* [GIVEN PROBLEM] Recast every line of the material below as a Markdown table with two columns, Row for the row number and Line for the line itself, and skip any blank lines. Leave the pictures out of the table.
--- start INPUT DATA ---
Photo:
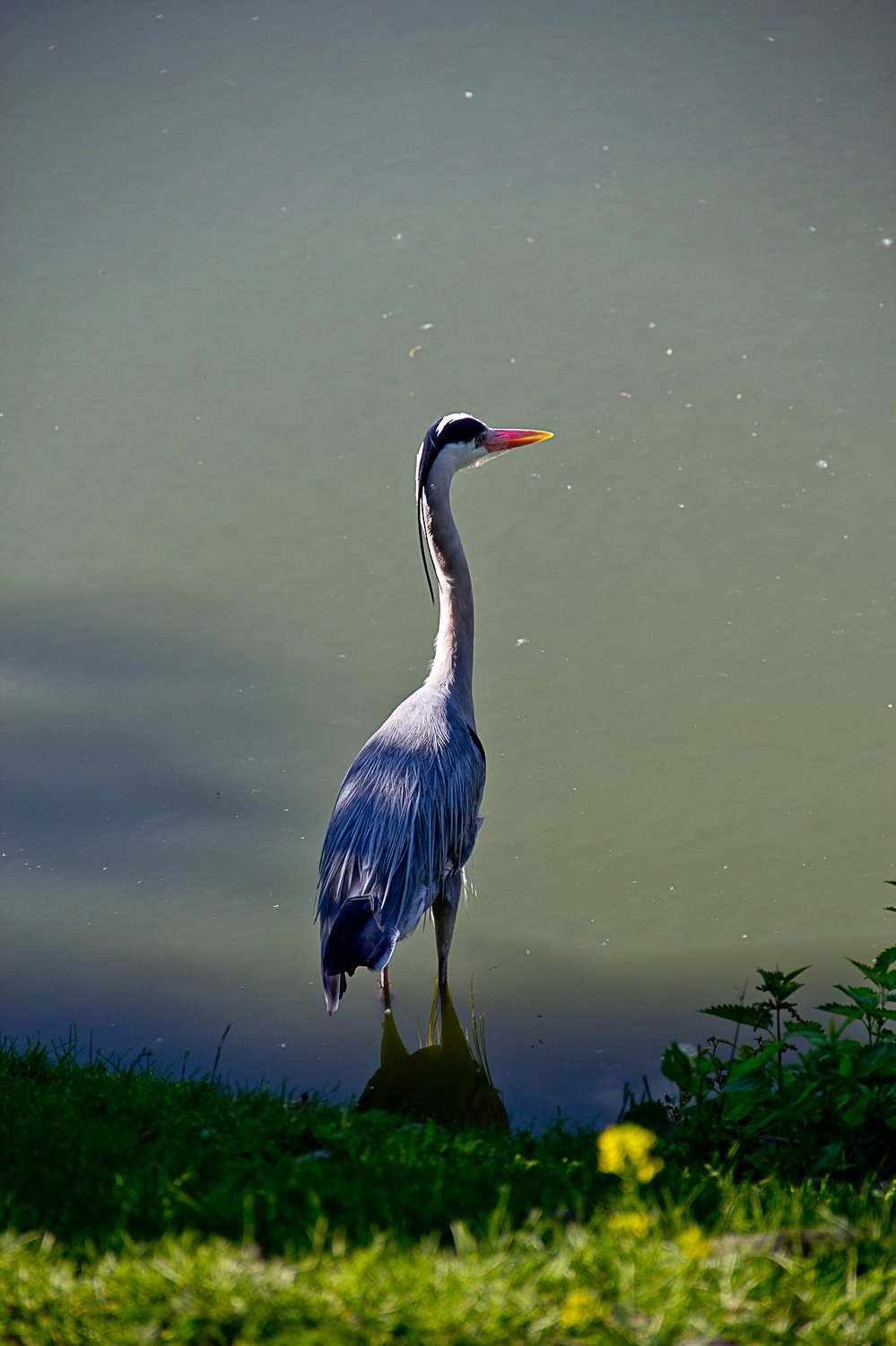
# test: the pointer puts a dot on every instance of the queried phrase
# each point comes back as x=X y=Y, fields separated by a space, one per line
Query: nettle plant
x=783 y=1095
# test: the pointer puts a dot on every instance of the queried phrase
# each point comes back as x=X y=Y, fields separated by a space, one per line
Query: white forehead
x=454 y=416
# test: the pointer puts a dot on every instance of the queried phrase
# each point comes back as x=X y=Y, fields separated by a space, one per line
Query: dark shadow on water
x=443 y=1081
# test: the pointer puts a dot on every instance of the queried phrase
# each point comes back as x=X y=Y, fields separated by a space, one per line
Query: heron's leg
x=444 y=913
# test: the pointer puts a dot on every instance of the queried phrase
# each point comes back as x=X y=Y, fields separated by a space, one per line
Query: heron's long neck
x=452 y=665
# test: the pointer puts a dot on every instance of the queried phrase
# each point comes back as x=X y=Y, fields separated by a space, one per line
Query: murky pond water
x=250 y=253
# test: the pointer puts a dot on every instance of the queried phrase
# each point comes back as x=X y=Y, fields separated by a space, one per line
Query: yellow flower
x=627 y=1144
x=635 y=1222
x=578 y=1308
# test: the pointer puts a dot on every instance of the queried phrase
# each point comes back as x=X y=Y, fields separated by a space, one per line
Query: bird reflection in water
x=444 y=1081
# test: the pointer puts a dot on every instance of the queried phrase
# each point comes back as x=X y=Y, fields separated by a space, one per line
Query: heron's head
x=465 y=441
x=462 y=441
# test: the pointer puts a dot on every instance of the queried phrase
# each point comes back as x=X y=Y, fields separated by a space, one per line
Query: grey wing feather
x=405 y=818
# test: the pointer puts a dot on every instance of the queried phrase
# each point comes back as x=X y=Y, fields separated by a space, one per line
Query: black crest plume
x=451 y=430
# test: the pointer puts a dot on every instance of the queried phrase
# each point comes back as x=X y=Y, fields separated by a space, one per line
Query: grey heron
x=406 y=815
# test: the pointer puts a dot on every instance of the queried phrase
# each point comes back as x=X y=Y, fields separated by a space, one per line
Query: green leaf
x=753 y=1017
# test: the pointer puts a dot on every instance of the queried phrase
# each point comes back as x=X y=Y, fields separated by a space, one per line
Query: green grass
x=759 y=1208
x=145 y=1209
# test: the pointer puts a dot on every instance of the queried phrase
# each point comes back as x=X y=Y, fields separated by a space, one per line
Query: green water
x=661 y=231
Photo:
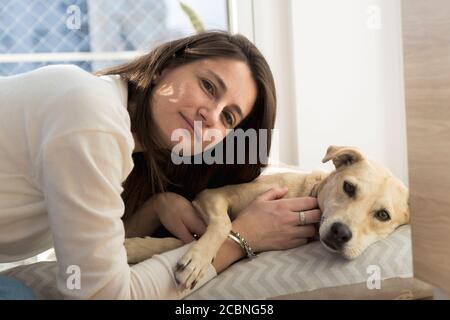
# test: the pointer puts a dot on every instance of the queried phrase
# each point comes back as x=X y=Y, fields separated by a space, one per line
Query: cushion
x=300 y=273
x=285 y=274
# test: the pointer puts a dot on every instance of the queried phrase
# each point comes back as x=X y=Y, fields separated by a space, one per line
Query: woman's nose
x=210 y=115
--- end INPUT DATA ---
* [WRITTEN SOLUTION]
| Row | Line |
|---|---|
| 1 | Photo: |
| 2 | # test: the pointer puts a dot on every instance of the queried phrase |
| 3 | # each point comes back as x=X y=Y, fields separated by a space, one per line |
| 4 | Query: nettle plant |
| 5 | x=783 y=1095 |
| 6 | # test: the pointer puts a dot on every instance of the queried phrase |
| 7 | # each point comes back as x=X y=Y, fields separated by a space, one per line |
| 8 | Query: white forehead |
| 9 | x=454 y=416 |
| 10 | # test: the pointer puts a dot on every instance of the queried phrase |
| 11 | # each point comes back as x=X y=Y, fields separated by a space, one per line |
| 12 | Query: dark shadow on water |
| 13 | x=443 y=1081 |
| 14 | # test: the pointer puts a dot on every instance of the queried phrase |
| 15 | # each point comes back as x=X y=Y, fields separated by a space, one per line |
| 16 | Query: heron's leg |
| 17 | x=444 y=913 |
| 18 | # test: the pointer puts a dot on every instance of the queried phrase |
| 19 | # each point comes back as x=X y=Y, fields separated by a space, one per line |
| 20 | Query: heron's long neck |
| 21 | x=452 y=665 |
| 22 | # test: the pointer puts a dot on every instance of the queried phrase |
| 23 | # each point comes back as x=X y=Y, fields separated by a space, one per line |
| 24 | Query: murky pond water |
| 25 | x=250 y=253 |
| 26 | # test: the pointer puts a dot on every instance of the queried phrase |
| 27 | # each point comes back as x=X y=Y, fields separated by a space, one per line |
| 28 | Query: yellow flower |
| 29 | x=627 y=1144 |
| 30 | x=635 y=1222 |
| 31 | x=578 y=1308 |
| 32 | # test: the pointer puts a dot on every instance of the queried phrase |
| 33 | # each point comes back as x=X y=Y, fields separated by a space, one per line |
| 34 | Query: bird reflection in water |
| 35 | x=444 y=1081 |
| 36 | # test: the pointer puts a dot on every instance of the queried phrase |
| 37 | # each point comes back as x=X y=Y, fields separated by a space, one per line |
| 38 | Query: heron's head |
| 39 | x=465 y=441 |
| 40 | x=462 y=441 |
| 41 | # test: the pointer puts a dot on every instance of the queried phrase |
| 42 | # each point comes back as x=X y=Y, fields separated by a space, one per line |
| 43 | Query: grey wing feather |
| 44 | x=405 y=818 |
| 45 | # test: the pointer puts a dot on every instance of the queried phrase |
| 46 | # each point comes back as x=X y=Y, fields separated by a space, one per line |
| 47 | Query: black crest plume |
| 48 | x=451 y=430 |
| 49 | # test: the pointer puts a dot on every instance of the queried phrase |
| 50 | # each point comes back as x=X y=Y, fields separated by a space, one per line |
| 51 | Query: grey heron |
| 52 | x=406 y=815 |
| 53 | # test: the pointer puts a dot on every instance of the queried phrase |
| 54 | # each point comes back as x=X y=Y, fields separated by a space, one per line |
| 55 | Query: green leaf |
| 56 | x=753 y=1017 |
| 57 | # test: the pointer puts a dot on every instance of the queried phrase |
| 58 | # each point comes back as x=X y=Y, fields separated by a space, one per line |
| 59 | Query: green grass |
| 60 | x=759 y=1208 |
| 61 | x=145 y=1209 |
| 62 | # test: the pointer puts a dot on every instance of the queried phrase |
| 63 | # each point comes back as x=X y=Y, fields separated by a space, one per line |
| 64 | Query: green water |
| 65 | x=661 y=231 |
| 66 | Photo: |
| 67 | # test: the pointer puts a dot on every instance of the queried phrase |
| 68 | # each point comes back as x=X y=Y, fields separated by a space, one per line |
| 69 | Query: cushion |
| 70 | x=300 y=273 |
| 71 | x=285 y=274 |
| 72 | # test: the pointer puts a dot on every instance of the queried phrase |
| 73 | # each point comes back as x=X y=Y, fields separated by a space, one per line |
| 74 | Query: woman's nose |
| 75 | x=210 y=115 |